> [Directions] Count the lines in the records below that contain the word "helmet". Reply with the number alone.

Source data

(begin)

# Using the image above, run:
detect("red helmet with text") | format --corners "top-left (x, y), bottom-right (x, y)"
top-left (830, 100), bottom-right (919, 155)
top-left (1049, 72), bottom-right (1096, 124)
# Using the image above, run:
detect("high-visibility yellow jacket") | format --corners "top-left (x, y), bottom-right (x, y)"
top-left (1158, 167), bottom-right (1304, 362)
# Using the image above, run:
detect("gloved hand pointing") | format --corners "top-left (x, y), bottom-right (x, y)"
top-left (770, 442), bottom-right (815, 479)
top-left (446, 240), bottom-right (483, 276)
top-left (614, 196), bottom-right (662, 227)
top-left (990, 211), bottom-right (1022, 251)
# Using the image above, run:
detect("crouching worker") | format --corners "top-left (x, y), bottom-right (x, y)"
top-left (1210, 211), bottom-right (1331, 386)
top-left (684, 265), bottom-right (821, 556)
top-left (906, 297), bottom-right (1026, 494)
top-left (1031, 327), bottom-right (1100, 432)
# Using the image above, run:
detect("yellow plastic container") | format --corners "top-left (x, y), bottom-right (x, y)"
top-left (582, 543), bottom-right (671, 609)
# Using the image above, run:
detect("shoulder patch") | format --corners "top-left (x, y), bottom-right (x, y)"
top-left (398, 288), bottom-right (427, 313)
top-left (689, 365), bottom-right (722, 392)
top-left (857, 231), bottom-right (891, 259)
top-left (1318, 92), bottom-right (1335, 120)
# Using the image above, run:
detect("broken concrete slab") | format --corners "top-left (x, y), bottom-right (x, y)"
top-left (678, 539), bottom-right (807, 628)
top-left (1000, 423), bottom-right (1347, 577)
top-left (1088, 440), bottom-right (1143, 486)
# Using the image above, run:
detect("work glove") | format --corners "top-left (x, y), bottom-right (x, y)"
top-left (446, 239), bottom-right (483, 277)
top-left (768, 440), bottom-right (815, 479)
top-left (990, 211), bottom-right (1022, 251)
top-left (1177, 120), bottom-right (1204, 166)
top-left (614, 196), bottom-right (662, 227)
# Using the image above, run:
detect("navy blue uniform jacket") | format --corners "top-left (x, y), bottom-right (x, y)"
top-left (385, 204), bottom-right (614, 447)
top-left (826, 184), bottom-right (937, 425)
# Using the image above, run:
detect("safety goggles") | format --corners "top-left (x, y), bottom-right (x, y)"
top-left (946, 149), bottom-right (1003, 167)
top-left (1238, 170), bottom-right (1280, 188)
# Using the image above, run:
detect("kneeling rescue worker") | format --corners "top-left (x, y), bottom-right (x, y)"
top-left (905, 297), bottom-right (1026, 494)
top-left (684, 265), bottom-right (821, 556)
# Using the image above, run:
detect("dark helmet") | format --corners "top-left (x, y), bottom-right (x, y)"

(end)

> [Finished task] 2